Activity: Rewrite the stretch of the article on Ady Barkan's convention speech from "Biden, who was" through "Medicare for All.", switching "Obamacare" to "the ACA".

Progressive activist Ady Barkan, who has amyotrophic lateral sclerosis (ALS), gave a powerful address at the Democratic national convention on Tuesday endorsing Joe Biden for president, calling Donald Trump an “existential threat” and demanding access to quality healthcare for all Americans.
Healthcare is expected to be at the top of voters’ minds ahead of the November election, which has been upended by the coronavirus pandemic that has left more than 170,000 people dead, infected more than 5.4 million people and left millions unemployed, leaving many without health insurance.
“We live in the richest country in history and yet we do not guarantee this most basic human right,” said Barkan. “Everyone living in America should get the healthcare they need regardless of their employment status or ability to pay.”
Biden, who was formally nominated as the Democrats’ choice for president during the second night of the convention on Tuesday, campaigned on improving and expanding the Affordable Care Act, or Obamacare, but does not support Medicare for All.

Stored dataset items:
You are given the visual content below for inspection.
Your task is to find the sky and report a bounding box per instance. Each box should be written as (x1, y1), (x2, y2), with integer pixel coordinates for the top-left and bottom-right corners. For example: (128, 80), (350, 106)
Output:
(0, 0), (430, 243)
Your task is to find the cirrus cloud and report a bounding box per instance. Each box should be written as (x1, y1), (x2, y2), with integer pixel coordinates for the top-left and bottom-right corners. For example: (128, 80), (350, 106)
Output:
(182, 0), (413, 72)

Written response:
Biden, who was formally nominated as the Democrats’ choice for president during the second night of the convention on Tuesday, campaigned on improving and expanding the Affordable Care Act, or the ACA, but does not support Medicare for All.